Collected data:

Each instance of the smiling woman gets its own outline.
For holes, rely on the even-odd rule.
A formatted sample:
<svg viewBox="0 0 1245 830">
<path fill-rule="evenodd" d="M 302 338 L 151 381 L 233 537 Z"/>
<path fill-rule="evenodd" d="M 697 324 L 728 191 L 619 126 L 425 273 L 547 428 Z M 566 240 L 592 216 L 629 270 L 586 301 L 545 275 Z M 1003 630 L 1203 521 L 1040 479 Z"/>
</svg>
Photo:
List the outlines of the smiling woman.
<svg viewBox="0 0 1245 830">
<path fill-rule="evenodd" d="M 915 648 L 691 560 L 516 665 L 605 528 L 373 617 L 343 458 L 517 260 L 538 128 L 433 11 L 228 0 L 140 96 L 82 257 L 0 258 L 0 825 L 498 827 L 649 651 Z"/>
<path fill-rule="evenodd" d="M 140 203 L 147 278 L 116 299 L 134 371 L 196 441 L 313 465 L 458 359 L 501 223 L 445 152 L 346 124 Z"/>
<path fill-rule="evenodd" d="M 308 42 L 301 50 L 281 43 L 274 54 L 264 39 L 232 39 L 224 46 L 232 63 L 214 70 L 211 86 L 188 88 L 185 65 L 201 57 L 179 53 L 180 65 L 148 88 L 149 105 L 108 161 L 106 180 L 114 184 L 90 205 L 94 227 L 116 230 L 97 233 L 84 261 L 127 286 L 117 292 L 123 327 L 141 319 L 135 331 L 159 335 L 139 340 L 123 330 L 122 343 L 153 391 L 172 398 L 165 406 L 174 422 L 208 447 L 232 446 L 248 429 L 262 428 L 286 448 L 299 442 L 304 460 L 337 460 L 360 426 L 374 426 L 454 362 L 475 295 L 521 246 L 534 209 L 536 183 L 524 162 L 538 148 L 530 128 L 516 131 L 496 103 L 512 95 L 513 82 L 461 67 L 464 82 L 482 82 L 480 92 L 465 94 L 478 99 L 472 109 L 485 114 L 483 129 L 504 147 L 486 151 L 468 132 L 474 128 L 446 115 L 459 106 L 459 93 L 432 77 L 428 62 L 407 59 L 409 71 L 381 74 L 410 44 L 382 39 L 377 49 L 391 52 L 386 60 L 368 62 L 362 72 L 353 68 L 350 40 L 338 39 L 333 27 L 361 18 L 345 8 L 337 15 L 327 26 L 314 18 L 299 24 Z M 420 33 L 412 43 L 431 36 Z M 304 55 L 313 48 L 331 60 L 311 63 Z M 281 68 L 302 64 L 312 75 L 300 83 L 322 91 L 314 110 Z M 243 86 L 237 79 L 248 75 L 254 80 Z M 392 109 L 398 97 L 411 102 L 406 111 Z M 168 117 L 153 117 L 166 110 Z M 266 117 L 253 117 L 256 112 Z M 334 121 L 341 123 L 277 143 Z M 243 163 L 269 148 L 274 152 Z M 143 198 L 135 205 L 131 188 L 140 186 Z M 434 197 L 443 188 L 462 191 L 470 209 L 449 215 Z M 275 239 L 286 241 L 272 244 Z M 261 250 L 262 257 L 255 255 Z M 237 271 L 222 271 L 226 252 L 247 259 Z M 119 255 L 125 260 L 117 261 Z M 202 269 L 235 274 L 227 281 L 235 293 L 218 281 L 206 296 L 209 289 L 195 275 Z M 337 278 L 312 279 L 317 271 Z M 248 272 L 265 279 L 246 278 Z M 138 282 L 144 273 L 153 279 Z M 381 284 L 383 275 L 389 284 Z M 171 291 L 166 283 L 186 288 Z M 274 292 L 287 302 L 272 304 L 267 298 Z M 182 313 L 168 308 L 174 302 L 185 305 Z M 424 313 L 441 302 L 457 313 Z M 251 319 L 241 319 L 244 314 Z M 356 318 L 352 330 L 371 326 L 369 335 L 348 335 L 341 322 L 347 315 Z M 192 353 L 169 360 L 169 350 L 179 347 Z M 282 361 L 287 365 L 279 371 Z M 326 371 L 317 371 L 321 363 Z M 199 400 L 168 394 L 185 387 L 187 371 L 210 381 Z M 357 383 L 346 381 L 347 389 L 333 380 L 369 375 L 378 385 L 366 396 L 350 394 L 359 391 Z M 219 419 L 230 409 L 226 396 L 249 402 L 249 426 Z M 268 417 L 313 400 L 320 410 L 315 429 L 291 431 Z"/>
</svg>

What this task involves: Copy out every record above exactly as written.

Finished task:
Each instance of the smiling woman gets its own outline.
For holes, rely on the even-odd rule.
A formatted sample:
<svg viewBox="0 0 1245 830">
<path fill-rule="evenodd" d="M 302 338 L 151 381 L 233 537 Z"/>
<path fill-rule="evenodd" d="M 697 324 L 728 191 L 619 126 L 425 273 L 547 428 Z M 566 240 L 592 216 L 629 270 L 586 301 L 545 275 Z M 1003 630 L 1203 521 L 1040 479 Z"/>
</svg>
Photo:
List the outlines of the smiling woman.
<svg viewBox="0 0 1245 830">
<path fill-rule="evenodd" d="M 915 648 L 691 560 L 516 665 L 605 528 L 373 617 L 343 458 L 517 260 L 538 128 L 433 11 L 228 0 L 140 96 L 82 257 L 0 258 L 0 825 L 498 827 L 649 651 Z"/>
<path fill-rule="evenodd" d="M 140 203 L 147 278 L 116 299 L 134 371 L 196 441 L 313 465 L 458 359 L 501 223 L 445 152 L 346 124 Z"/>
<path fill-rule="evenodd" d="M 308 42 L 301 50 L 281 43 L 274 54 L 264 39 L 232 39 L 224 46 L 232 63 L 214 70 L 211 86 L 188 88 L 185 65 L 201 57 L 179 53 L 180 65 L 148 88 L 149 105 L 108 161 L 106 180 L 114 184 L 90 205 L 94 227 L 116 230 L 97 233 L 84 261 L 127 286 L 117 292 L 123 327 L 141 319 L 135 331 L 159 335 L 139 340 L 123 330 L 122 343 L 153 391 L 172 398 L 165 406 L 174 422 L 208 447 L 232 446 L 248 429 L 262 428 L 286 448 L 299 442 L 304 460 L 337 460 L 360 426 L 374 426 L 454 362 L 475 295 L 521 246 L 534 209 L 536 183 L 524 162 L 538 148 L 530 128 L 516 131 L 496 103 L 512 95 L 513 82 L 461 67 L 464 82 L 482 82 L 480 92 L 465 94 L 478 99 L 472 109 L 485 114 L 483 129 L 504 147 L 486 151 L 468 132 L 474 128 L 446 115 L 459 106 L 459 93 L 432 77 L 428 62 L 407 59 L 409 71 L 381 74 L 410 44 L 382 39 L 377 49 L 391 52 L 386 60 L 368 62 L 362 72 L 353 68 L 350 40 L 338 39 L 333 27 L 361 18 L 345 8 L 337 15 L 327 26 L 314 18 L 299 24 Z M 420 33 L 412 43 L 431 36 Z M 304 55 L 313 48 L 331 60 L 311 63 Z M 281 68 L 302 64 L 312 75 L 300 83 L 322 91 L 314 110 Z M 243 86 L 237 79 L 248 75 L 254 80 Z M 392 109 L 398 97 L 411 102 L 406 111 Z M 168 117 L 153 117 L 166 110 Z M 266 117 L 253 117 L 256 112 Z M 334 121 L 341 123 L 277 143 Z M 243 163 L 269 148 L 274 152 Z M 143 198 L 135 205 L 131 188 L 140 186 Z M 434 197 L 443 188 L 462 191 L 470 209 L 449 215 Z M 275 239 L 286 241 L 272 244 Z M 261 250 L 262 257 L 255 255 Z M 237 271 L 222 271 L 226 252 L 247 259 Z M 119 255 L 125 260 L 117 261 Z M 202 269 L 235 274 L 227 281 L 235 293 L 218 281 L 206 296 L 209 289 L 195 275 Z M 337 278 L 312 279 L 317 271 Z M 248 272 L 265 279 L 246 278 Z M 138 282 L 144 273 L 153 279 Z M 381 284 L 383 275 L 389 284 Z M 171 291 L 166 283 L 186 288 Z M 274 292 L 287 302 L 272 304 L 267 298 Z M 182 313 L 168 308 L 174 302 L 185 305 Z M 424 313 L 441 302 L 457 313 Z M 251 319 L 241 319 L 244 314 Z M 356 318 L 352 330 L 371 326 L 369 335 L 348 335 L 341 322 L 347 315 Z M 192 353 L 169 360 L 169 350 L 179 347 Z M 282 361 L 287 365 L 279 371 Z M 326 371 L 317 371 L 321 363 Z M 199 400 L 168 394 L 185 387 L 187 371 L 210 381 Z M 357 383 L 346 381 L 347 389 L 333 380 L 369 375 L 378 385 L 366 396 L 350 394 L 359 391 Z M 219 419 L 230 409 L 226 396 L 249 402 L 249 426 Z M 268 417 L 313 400 L 320 410 L 315 429 L 291 431 Z"/>
</svg>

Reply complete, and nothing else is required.